● **Tasks for this exercise**
1) According to the cardiac device article, in which journal was the study published?
2) In the cardiac device article, please rename "tissue engineering" to "bioengineering" and give the passage from "In the world" to "3D assembly technologies." with that change.

● **Text for analysis**
════════════════════

In the world of tissue engineering, micro-structured systems provide miniaturized platforms to study the behavior of macromolecular systems – such as tissues and organs – in ways which afford unparalleled control over phenomena that are integral to our understanding of the basis of various diseases.
And while de novo tissue and organ assembly is one of the ultimate frontiers of tissue engineering, microstructured systems that recapitulate some of that behavior have made significant leaps with the rapid advances of 3D printing and other 3D assembly technologies.
One such technological breakthrough came with the publication of a new prototype of a 3D-printed cardiac microphysiological device to study drug responses as a mimic of a real cardiac tissue.
The paper came from the Wyss Institute for Biologically Inspired Engineering at Harvard University – Dr. Kevin Parker and colleagues authored the study, which was published in Nature Materials last month.
Image from video by Lind and Busbee, et al. (2016).
The device is based on the multilaterally printed soft materials integrated with microsensors that self-assembly of microfilament-guided physio-mimetic laminar cardiac tissues. These devices have shown to be able to demonstrate contraction and stretching.
The authors demonstrated contraction of hiPS-CMs tissues in the device, and used it to study drug responses.
As a prototype, the device is the first demonstration of such functionality obtained on a chip, and while significant more work needs to be done to add more functionality and versatility to the level of complexity of the device’s current capabilities, it is a remarkable leap forward not only for engineering and 3D printing, but also human health.

════════════════════

Stored records:
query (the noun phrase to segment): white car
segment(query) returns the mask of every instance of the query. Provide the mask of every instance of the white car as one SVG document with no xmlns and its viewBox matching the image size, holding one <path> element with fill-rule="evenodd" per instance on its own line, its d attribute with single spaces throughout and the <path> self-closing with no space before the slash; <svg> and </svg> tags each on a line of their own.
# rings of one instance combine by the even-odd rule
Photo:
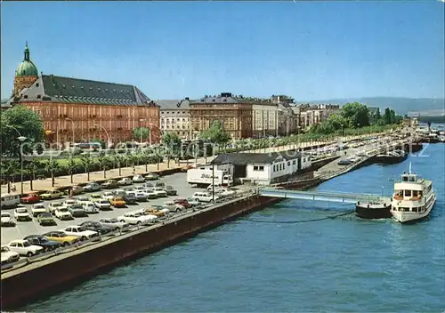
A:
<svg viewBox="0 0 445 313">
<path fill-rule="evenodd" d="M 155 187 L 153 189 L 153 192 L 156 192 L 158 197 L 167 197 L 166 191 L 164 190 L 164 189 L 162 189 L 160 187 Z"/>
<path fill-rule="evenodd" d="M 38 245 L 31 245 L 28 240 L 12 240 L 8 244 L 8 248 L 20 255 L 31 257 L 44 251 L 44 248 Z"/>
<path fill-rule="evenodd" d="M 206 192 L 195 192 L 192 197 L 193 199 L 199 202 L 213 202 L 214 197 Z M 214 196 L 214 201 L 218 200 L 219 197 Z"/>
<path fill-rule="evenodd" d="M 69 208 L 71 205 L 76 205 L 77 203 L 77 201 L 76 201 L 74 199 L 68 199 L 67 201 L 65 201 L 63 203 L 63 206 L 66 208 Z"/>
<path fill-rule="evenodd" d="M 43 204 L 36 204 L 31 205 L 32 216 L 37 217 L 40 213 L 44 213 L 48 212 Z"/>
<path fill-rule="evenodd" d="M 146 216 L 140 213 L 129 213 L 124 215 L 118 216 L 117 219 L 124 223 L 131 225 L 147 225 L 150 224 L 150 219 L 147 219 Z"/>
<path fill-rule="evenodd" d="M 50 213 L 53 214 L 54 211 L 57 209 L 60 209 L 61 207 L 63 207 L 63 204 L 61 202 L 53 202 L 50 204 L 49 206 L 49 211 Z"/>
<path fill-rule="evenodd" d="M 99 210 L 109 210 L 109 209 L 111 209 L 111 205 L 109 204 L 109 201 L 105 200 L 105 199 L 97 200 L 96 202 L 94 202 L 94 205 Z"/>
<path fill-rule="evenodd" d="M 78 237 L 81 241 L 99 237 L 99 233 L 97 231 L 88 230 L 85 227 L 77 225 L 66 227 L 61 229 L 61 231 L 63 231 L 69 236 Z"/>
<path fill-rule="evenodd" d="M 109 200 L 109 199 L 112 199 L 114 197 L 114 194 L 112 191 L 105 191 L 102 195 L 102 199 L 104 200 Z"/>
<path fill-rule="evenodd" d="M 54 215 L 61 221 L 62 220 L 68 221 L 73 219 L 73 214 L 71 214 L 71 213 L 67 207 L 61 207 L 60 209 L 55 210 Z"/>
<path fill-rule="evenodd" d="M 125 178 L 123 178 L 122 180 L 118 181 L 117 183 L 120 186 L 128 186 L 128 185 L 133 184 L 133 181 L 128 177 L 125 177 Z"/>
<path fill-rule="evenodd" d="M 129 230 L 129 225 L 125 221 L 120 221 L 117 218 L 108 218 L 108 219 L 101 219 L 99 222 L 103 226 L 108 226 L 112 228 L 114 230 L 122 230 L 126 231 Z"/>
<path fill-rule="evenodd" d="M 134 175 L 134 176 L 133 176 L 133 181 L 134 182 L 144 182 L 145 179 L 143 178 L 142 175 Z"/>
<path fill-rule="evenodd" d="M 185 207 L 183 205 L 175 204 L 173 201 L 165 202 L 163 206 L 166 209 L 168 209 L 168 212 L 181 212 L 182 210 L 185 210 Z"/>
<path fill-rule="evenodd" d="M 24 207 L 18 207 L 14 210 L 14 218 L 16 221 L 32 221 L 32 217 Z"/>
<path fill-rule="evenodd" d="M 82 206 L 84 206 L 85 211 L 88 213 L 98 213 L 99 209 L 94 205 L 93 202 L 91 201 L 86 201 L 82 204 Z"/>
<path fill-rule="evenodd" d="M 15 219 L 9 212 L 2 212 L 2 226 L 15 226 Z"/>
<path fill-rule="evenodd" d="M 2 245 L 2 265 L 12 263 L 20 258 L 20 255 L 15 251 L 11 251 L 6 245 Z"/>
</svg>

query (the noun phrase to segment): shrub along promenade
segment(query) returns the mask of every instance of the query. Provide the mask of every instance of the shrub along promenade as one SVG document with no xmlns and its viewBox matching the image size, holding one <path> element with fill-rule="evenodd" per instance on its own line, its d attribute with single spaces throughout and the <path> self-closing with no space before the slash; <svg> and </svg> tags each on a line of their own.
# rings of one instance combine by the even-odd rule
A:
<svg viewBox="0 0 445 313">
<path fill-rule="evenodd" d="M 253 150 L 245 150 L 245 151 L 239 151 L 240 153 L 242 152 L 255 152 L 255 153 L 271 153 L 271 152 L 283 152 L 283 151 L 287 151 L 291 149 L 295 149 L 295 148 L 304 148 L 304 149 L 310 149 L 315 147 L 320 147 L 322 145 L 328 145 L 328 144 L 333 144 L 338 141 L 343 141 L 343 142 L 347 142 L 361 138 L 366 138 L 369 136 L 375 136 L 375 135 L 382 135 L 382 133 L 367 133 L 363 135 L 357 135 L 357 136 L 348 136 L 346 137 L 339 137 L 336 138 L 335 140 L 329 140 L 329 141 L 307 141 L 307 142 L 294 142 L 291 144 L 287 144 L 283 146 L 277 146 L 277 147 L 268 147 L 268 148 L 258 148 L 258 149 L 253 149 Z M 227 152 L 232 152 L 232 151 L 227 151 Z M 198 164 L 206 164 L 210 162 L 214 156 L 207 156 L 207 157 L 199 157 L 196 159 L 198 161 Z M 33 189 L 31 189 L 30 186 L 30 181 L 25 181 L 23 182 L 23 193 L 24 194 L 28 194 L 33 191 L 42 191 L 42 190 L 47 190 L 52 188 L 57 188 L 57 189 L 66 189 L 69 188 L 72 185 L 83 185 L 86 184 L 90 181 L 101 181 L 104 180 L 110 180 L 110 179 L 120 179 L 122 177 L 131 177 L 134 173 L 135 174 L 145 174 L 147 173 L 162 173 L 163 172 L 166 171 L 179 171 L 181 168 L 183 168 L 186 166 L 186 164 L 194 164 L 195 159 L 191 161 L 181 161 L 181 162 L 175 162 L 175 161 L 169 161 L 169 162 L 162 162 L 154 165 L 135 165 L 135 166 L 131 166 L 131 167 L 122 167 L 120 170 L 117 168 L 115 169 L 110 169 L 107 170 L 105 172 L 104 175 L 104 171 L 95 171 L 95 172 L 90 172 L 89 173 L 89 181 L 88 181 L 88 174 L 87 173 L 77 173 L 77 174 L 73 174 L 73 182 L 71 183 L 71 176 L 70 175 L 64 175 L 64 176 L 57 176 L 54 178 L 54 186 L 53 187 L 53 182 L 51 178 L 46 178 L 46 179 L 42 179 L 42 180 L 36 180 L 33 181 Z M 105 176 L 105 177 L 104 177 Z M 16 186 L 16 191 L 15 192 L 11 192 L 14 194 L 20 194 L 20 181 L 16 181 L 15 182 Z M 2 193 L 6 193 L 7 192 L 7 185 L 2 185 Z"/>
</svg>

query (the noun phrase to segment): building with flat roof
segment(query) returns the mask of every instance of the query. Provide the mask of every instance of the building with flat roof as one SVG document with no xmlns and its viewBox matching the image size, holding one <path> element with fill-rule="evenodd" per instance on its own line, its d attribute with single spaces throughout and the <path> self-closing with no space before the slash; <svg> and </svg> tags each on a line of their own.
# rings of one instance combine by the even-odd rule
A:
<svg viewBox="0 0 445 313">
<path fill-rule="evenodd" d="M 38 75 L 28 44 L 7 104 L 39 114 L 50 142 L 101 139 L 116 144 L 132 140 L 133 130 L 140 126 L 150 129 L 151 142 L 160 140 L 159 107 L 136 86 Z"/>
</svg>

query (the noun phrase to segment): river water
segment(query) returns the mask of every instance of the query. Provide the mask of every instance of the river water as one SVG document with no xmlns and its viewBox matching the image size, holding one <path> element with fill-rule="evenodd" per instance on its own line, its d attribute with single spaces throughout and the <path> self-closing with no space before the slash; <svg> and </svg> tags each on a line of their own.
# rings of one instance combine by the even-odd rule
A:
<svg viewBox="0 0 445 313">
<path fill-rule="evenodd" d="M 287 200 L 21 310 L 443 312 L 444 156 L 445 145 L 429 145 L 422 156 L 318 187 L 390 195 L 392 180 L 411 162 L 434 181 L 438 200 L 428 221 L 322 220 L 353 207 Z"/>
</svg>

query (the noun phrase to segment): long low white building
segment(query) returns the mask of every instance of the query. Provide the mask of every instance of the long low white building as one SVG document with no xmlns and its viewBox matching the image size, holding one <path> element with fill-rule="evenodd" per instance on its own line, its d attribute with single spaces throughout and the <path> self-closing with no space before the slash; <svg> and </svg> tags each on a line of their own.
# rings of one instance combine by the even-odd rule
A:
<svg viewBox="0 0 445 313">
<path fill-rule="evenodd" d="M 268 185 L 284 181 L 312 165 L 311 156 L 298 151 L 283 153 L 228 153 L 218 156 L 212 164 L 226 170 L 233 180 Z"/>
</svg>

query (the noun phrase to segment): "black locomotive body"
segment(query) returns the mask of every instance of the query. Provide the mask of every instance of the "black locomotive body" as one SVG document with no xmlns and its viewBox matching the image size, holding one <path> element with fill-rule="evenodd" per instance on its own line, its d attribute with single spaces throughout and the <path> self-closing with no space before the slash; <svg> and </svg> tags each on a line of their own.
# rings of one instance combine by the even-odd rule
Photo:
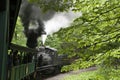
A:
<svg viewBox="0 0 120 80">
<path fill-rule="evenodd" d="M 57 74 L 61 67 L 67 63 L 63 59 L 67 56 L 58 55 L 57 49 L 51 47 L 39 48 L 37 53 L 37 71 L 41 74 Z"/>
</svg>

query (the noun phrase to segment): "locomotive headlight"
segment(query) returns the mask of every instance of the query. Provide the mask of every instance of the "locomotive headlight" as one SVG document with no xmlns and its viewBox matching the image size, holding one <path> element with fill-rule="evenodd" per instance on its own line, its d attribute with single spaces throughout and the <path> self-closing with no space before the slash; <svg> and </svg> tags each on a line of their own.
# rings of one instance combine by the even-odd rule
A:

════════════════════

● **Solved tasks**
1) Nature Materials

2)
In the world of bioengineering, micro-structured systems provide miniaturized platforms to study the behavior of macromolecular systems – such as tissues and organs – in ways which afford unparalleled control over phenomena that are integral to our understanding of the basis of various diseases.
And while de novo tissue and organ assembly is one of the ultimate frontiers of bioengineering, microstructured systems that recapitulate some of that behavior have made significant leaps with the rapid advances of 3D printing and other 3D assembly technologies.